_Task instructions_.
In the essay about Samhain and the clocks going back, what is the name of the writer's favorite ancient monument on the Cavan Burren?

___ Excerpt to read

It’s About Time

Our clocks went back to universal time at 2am this morning. I woke up just after 6am in the chilly twilight and felt immeasurably better.I burrowed back under the heft of the duvet and extra blanket. But even with the lie in, I was up early penning the Sunday Weekly poem. This is the time of year to make like the bear or small furry animals who disappear down tunnels into their dens. To parlay a Mary Oliver quotation differently… my “soft animal body” loves this time of year. Which does coincide with my birthday at the week’s end, so perhaps not quite so surprising. I revel in this dark part of the year, called Samhain in Ireland, and unlike many folk, feel quite energised by it. I am digging into the darkness.

We are not only setting the clocks back and diving into the darkness of Samhain, as we call Halloween and the month of November here in Ireland. (We even get a bank holiday for Halloween! It’s the ancient Celtic New Year. Yet another example of how we ‘do the double’ with two celebrations for New Year.) . It is also a New Moon in Scorpio. Those who live in environments with a lot of artificial light will never fully appreciate just how dark a dark moon can be at the darkest part of the year. You can understand why they thought the ancestors and other spirits roamed the countryside. It feels like the point just before the bang went off and the cosmos was born.

The early hours also had me looking at the etymological roots of the English words burrow (since I was so enjoying my snuggle in) and barrow. The latter can be a handcart and essential gardening tool in one sense. But the sense I was seeking was its life as an ancient burial mound. Long, long ago we put the ancestors to bed in what was not unlike an animal’s den. My favourite ancient monument on the Cavan Burren is called the Cairn Dolmen. First they buried their beloveds under a pile of stones. Later, the neolithic people plopped a dolmen on top of the pile of stones. Now, time is making it subside into the mound. It begins to look like a barrow.

______
___ Stored data

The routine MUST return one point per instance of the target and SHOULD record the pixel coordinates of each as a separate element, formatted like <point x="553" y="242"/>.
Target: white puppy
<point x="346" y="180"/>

______

_Answer_.
The Cairn Dolmen